### WHAT IS REQUIRED
Reproduce the records verbatim from their first line up to and including the line with "pixel 230 116".

### PROVIDED DATA
**********

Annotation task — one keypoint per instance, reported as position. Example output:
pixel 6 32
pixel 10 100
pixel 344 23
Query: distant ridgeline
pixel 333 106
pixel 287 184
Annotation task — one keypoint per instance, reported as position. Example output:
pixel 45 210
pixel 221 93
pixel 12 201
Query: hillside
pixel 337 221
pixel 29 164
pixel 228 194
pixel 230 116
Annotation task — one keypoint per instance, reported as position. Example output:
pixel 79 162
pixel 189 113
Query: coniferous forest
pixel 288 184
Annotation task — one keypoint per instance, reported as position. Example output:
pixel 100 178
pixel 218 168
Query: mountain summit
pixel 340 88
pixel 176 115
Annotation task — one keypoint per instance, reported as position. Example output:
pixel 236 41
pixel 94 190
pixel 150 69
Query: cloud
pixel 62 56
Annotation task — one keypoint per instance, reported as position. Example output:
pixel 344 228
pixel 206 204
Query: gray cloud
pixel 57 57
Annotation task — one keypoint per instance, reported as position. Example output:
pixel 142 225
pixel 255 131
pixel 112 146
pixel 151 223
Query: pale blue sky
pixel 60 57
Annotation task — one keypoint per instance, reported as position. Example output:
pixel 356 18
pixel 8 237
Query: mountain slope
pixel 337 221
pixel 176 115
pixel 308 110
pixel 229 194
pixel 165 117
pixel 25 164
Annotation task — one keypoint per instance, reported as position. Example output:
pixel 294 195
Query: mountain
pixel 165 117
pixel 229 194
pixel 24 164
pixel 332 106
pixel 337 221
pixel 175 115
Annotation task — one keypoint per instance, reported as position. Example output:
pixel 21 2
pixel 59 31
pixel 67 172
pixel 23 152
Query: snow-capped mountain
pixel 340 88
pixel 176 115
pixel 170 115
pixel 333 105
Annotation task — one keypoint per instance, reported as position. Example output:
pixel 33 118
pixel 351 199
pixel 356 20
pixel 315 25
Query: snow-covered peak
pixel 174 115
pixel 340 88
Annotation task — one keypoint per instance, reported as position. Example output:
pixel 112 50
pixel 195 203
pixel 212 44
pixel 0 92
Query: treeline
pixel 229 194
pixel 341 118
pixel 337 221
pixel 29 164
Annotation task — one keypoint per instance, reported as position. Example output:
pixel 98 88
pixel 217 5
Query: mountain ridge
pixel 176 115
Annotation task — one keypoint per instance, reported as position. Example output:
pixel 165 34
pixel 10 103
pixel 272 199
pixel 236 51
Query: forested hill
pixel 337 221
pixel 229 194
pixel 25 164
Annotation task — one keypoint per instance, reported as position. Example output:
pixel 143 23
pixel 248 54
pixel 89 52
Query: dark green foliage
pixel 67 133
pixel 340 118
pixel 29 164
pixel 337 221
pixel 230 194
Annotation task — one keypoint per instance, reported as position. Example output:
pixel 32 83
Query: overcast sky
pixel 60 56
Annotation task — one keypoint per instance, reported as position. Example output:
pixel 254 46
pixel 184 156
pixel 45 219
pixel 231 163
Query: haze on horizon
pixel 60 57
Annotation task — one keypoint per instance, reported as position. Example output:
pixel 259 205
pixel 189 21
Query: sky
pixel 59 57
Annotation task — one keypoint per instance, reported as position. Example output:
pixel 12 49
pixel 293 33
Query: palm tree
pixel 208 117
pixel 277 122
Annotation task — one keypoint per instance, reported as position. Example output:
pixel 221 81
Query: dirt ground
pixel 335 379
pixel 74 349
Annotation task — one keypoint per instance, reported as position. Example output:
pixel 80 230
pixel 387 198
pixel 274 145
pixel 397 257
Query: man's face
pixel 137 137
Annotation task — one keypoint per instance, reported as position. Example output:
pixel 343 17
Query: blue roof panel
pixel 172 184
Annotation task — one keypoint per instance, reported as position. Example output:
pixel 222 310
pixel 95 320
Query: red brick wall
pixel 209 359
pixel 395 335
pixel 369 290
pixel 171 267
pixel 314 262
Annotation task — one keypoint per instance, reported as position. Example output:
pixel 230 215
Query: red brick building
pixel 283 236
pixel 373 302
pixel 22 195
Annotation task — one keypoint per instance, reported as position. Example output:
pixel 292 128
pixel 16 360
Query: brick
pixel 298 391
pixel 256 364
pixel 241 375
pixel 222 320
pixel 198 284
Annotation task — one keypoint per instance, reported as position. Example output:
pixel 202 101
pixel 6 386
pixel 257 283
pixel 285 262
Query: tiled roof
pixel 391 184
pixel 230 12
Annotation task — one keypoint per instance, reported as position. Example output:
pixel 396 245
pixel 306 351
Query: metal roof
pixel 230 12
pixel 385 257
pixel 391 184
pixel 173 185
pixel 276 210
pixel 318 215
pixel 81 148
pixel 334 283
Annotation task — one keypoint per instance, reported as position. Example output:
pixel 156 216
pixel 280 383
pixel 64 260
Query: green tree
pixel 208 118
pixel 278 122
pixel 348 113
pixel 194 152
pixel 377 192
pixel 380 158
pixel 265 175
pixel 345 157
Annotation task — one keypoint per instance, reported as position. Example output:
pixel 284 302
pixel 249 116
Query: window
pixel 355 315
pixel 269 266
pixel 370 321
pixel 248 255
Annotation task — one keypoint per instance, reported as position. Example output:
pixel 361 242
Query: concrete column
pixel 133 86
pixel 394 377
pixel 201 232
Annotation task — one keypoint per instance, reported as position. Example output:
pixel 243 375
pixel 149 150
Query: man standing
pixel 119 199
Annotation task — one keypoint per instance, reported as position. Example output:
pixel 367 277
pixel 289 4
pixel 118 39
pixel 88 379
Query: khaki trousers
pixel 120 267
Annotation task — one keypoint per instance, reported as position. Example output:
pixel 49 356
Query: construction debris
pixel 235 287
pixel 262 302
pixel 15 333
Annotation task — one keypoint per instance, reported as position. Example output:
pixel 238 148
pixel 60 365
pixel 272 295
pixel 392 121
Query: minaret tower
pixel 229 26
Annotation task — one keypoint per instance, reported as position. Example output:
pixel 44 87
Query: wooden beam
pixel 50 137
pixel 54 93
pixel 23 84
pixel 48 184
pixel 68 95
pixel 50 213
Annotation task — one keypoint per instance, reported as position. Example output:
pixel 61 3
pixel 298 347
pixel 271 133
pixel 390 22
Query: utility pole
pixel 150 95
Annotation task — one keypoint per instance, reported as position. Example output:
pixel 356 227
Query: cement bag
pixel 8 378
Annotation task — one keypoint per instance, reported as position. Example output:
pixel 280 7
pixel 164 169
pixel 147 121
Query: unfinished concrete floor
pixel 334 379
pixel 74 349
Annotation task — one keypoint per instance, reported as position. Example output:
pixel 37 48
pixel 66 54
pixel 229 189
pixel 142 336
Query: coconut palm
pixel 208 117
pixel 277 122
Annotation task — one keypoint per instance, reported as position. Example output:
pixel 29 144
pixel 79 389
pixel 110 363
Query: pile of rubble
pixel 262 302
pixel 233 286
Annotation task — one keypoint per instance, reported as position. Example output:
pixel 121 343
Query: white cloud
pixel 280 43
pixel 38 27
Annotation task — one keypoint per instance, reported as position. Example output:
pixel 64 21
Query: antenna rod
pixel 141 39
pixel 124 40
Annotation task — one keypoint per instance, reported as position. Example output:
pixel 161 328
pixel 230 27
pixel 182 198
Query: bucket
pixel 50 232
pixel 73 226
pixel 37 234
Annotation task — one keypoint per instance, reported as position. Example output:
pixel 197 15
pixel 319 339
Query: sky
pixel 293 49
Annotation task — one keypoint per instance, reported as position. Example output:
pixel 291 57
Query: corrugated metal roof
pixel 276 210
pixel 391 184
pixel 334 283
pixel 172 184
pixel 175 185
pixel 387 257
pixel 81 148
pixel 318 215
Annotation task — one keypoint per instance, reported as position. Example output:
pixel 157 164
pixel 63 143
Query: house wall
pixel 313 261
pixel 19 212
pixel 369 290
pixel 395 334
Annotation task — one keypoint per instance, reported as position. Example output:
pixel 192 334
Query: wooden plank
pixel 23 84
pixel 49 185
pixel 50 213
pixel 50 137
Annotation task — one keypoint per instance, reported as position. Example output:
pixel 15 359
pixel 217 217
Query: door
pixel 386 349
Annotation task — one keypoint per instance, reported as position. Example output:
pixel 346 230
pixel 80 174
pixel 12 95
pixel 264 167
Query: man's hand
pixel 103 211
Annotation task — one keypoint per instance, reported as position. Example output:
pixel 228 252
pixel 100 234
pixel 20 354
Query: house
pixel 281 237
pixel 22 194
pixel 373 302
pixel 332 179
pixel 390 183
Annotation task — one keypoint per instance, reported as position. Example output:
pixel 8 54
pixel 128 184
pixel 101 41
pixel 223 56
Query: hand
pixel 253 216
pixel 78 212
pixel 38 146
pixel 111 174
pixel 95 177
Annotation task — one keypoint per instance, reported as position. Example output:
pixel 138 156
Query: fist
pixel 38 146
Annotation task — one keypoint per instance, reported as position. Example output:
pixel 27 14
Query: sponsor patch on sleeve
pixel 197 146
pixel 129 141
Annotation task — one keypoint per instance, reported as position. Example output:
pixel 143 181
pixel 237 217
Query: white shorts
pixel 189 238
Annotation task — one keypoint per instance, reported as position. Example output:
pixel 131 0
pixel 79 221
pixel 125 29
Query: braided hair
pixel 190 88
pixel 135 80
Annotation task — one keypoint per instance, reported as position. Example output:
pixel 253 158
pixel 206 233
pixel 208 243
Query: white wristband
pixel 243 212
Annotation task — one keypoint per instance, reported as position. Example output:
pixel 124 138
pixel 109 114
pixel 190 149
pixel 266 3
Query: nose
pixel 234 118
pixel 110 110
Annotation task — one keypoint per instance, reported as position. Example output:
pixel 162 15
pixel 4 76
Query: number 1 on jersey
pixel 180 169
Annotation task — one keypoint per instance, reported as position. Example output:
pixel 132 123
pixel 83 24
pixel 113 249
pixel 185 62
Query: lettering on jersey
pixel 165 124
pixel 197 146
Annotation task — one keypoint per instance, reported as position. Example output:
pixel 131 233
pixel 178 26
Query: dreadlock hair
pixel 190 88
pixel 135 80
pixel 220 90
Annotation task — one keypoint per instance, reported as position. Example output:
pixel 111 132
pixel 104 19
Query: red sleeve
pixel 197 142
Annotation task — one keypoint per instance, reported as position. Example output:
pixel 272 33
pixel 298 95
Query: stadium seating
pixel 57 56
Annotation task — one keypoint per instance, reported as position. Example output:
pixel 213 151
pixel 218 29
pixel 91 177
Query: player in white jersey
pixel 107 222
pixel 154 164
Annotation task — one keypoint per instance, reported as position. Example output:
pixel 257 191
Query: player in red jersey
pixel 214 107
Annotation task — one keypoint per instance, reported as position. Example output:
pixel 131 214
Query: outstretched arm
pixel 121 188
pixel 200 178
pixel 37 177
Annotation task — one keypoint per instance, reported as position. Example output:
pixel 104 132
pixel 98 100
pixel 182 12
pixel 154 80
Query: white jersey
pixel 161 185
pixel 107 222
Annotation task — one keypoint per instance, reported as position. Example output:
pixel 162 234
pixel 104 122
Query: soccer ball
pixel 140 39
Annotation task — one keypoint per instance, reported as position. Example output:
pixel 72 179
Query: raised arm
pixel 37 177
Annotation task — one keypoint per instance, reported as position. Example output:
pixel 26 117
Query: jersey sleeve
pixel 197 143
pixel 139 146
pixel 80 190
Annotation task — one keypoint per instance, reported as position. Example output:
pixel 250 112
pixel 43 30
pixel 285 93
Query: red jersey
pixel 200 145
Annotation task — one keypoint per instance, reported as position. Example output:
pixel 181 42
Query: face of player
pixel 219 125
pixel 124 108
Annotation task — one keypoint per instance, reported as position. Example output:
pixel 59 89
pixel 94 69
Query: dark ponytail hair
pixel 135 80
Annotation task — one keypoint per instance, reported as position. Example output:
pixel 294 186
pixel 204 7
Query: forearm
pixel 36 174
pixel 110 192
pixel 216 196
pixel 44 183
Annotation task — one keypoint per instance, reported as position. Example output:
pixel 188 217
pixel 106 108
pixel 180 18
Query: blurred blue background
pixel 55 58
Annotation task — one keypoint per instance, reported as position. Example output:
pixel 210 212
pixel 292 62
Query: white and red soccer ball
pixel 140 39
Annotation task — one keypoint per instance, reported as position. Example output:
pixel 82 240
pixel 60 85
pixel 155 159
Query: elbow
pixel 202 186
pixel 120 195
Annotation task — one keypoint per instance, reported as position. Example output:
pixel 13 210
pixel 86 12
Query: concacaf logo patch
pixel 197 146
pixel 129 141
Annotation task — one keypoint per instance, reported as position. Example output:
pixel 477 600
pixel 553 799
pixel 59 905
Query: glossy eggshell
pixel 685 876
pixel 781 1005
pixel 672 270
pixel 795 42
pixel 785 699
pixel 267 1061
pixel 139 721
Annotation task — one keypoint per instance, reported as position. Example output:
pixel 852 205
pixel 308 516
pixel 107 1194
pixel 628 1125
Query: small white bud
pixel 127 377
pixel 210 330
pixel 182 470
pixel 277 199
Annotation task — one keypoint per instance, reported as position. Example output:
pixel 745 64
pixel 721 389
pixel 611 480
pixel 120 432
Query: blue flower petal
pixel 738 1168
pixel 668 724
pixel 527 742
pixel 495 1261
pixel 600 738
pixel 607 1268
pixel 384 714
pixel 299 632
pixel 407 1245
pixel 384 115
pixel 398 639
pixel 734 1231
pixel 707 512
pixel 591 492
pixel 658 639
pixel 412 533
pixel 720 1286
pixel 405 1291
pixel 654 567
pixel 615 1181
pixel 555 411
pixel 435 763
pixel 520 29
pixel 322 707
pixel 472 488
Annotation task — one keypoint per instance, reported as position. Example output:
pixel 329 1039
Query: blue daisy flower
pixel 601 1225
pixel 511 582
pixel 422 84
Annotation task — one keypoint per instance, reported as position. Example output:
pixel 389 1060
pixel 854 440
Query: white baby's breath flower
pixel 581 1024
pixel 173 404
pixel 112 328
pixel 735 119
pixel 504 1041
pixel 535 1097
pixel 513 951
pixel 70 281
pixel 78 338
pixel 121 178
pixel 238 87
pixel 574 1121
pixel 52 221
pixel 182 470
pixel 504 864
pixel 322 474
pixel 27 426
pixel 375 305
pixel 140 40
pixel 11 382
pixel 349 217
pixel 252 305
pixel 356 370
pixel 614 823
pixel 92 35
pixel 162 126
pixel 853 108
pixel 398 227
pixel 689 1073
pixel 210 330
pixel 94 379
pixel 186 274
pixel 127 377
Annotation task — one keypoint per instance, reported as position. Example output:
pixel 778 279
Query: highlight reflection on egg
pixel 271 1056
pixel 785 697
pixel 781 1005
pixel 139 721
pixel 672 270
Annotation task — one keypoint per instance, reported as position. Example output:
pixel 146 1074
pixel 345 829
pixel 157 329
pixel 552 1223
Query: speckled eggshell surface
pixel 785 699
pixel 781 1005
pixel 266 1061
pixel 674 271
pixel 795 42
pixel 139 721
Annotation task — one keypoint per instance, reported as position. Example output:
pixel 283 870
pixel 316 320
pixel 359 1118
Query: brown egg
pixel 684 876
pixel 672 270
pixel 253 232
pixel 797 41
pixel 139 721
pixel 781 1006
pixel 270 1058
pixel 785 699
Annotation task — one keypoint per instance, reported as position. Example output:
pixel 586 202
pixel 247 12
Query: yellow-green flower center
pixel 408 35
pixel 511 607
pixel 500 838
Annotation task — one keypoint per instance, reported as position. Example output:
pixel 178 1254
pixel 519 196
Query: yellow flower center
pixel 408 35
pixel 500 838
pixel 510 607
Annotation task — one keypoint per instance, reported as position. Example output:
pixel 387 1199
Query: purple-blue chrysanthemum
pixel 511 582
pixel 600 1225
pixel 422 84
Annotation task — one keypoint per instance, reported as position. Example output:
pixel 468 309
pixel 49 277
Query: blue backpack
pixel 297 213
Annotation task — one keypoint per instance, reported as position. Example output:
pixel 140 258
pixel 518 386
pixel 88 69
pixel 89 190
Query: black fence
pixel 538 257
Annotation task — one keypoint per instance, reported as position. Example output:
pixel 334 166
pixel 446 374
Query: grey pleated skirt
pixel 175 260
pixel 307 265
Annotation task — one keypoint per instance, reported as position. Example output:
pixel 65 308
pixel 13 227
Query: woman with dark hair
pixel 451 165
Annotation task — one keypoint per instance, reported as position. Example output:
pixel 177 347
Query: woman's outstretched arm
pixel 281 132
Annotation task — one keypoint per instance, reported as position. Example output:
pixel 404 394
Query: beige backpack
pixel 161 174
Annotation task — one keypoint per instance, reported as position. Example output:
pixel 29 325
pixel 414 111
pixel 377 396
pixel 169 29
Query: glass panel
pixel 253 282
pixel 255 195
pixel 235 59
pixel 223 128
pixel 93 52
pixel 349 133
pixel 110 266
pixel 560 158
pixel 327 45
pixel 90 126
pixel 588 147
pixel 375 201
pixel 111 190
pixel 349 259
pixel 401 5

**********

### EXERCISE SOLUTION
Annotation task — one keypoint per instance, reported as position. Example output:
pixel 6 32
pixel 10 100
pixel 344 23
Query: distant ridgeline
pixel 333 106
pixel 287 184
Annotation task — one keypoint per instance, reported as position. Example output:
pixel 45 210
pixel 221 93
pixel 12 201
Query: hillside
pixel 337 221
pixel 29 164
pixel 228 194
pixel 230 116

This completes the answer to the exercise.